» EXERCISE MATERIALS
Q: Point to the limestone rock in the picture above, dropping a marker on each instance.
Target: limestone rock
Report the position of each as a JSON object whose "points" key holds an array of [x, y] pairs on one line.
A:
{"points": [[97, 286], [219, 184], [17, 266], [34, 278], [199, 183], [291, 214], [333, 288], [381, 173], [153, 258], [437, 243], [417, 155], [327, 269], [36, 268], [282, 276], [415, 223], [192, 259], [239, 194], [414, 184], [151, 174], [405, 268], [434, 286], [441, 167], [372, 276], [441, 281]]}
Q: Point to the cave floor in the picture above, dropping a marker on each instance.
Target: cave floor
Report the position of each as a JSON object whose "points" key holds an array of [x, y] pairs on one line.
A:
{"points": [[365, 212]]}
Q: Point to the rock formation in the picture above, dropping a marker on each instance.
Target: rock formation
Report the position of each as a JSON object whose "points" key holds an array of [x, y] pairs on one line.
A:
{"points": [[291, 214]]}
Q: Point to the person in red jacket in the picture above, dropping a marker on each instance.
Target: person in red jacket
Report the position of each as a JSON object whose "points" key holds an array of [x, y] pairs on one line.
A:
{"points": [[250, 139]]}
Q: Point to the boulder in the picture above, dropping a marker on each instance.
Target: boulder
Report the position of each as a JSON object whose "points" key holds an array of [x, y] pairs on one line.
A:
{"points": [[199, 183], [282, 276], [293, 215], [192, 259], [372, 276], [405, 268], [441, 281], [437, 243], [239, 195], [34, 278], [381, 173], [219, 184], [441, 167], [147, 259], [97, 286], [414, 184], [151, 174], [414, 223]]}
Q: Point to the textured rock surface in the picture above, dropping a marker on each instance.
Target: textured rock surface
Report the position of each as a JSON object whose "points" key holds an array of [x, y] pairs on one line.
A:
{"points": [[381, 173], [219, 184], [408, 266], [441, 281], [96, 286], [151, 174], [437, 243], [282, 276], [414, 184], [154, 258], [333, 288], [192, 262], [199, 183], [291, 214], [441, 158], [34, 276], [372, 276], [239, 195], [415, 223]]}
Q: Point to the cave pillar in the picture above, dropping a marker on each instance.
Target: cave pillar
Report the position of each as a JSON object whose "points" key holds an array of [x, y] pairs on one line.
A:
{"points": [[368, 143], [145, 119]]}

» YOUR INSTRUCTIONS
From the records given above, copy all lines containing "formation".

» WRITTEN ANSWER
Q: Point to the rock formation in the picture above, dropping a marker on each instance.
Target: rock formation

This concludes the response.